• How to complete this task
Give back every line of the data, transcribed exactly.

• Provided data
*** Begin section ***

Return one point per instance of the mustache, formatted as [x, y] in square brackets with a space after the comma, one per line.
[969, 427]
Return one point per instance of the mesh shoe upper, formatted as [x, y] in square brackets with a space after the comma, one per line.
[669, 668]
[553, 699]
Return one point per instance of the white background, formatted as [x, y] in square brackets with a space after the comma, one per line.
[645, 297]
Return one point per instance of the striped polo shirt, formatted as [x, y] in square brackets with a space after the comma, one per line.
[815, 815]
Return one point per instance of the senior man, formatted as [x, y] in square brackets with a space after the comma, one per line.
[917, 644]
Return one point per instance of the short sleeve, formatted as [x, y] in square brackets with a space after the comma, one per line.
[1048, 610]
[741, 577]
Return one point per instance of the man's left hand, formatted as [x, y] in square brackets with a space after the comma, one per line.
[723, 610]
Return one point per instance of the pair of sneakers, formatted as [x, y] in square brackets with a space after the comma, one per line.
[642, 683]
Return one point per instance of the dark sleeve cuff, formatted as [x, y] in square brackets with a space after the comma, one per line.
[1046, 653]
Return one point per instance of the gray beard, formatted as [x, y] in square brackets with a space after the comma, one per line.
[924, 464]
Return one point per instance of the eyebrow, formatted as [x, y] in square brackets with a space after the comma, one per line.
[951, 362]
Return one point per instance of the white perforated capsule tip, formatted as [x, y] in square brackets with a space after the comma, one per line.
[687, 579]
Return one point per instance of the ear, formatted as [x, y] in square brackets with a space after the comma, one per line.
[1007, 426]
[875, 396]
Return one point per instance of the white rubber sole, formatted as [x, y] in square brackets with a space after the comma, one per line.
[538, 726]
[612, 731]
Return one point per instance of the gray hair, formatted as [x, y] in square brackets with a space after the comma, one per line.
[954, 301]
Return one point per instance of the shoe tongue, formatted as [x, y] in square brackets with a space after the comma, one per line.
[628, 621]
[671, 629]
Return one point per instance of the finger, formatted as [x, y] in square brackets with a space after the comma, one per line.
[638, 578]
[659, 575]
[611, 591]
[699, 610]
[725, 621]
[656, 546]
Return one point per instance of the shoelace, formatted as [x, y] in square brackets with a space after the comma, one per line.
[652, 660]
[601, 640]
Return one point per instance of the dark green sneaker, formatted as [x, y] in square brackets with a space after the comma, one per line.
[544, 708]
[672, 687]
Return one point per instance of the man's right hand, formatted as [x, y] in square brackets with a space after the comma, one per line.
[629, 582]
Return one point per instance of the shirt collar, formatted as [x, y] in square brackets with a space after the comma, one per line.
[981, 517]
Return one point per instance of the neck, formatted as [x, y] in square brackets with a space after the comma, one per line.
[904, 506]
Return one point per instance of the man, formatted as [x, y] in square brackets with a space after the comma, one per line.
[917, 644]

*** End section ***

• Response to the task
Return one point per instance of the mustache, formatted as [x, y] in square brackets with a space after the comma, one per line.
[969, 427]
Return one point per instance of the mesh shoe upper, formatted as [x, y] in square brackets with a space after the comma, one per line.
[669, 668]
[553, 699]
Return one point per instance of the white background, formatted as [x, y] in square brackets with a space after the comma, one per line.
[645, 297]
Return one point per instance of the striped polo shirt, formatted as [x, y] in square brackets with a space after the comma, one per line.
[815, 815]
Return one point per instance of the senior man, formatted as [x, y] in square brackets with a space after the comma, one per line.
[917, 644]
Return one point per instance of the short sleeve, formatted as [x, y] in square brackets with a space after the comma, one per line.
[1048, 610]
[741, 577]
Return one point per instance of the man's left hand, formatted as [x, y] in square brackets with a space after the comma, one per line.
[723, 610]
Return one point per instance of the pair of sneakers, formatted as [x, y] in square brackets with a space after the comma, one per line.
[642, 683]
Return one point per instance of the dark sleeve cuff, formatted as [x, y] in square brackets with a space after the comma, one per line.
[1046, 653]
Return one point per instance of the gray beard, formatted as [x, y] in square brackets with a space after the comma, one per line.
[924, 464]
Return one point per instance of the eyebrow, formatted as [x, y] in square brackets with a space after the comma, one per line.
[951, 362]
Return one point per instance of the white perforated capsule tip, formatted as [x, y] in square brackets with a space after the comma, one per line.
[687, 579]
Return one point per instance of the ear, formatted as [x, y] in square brackets with a space after the comma, one per line.
[1007, 426]
[875, 396]
Return one point per instance of the white rubber sole, formatted as [x, y] in square brackets with a space after the comma, one per line.
[538, 726]
[612, 731]
Return one point per instance of the gray hair, formatted as [x, y] in square brackets with a space after the comma, one per line.
[954, 301]
Return one point per instance of the shoe tongue, formatted as [x, y] in square brackets with a space after the comma, one per line.
[628, 621]
[671, 629]
Return one point per instance of the finger, formatted as [x, y] in square brackets with a space after the comma, one per line.
[638, 578]
[659, 575]
[611, 591]
[699, 610]
[725, 621]
[656, 546]
Return one point per instance of the shoelace, formatted as [x, y] in square brackets with a space after the comma, one per line.
[652, 660]
[601, 640]
Return one point per instance of the dark green sneaker, formatted as [x, y] in square brackets with a space after the comma, one per line.
[544, 708]
[672, 687]
Return one point per instance of the man's right hand, formatted as [x, y] in square brackets with a space after the comma, one per line.
[629, 582]
Return one point per instance of the shirt collar, formatted as [x, y] in square brackets with a space after the comma, one per line.
[981, 517]
Return one point per instance of the neck, formatted as [x, y] in square brackets with a space after the comma, one per line.
[904, 506]
Return one point per instance of the man, formatted as [x, y] in square brackets with a space after the comma, one per line.
[917, 644]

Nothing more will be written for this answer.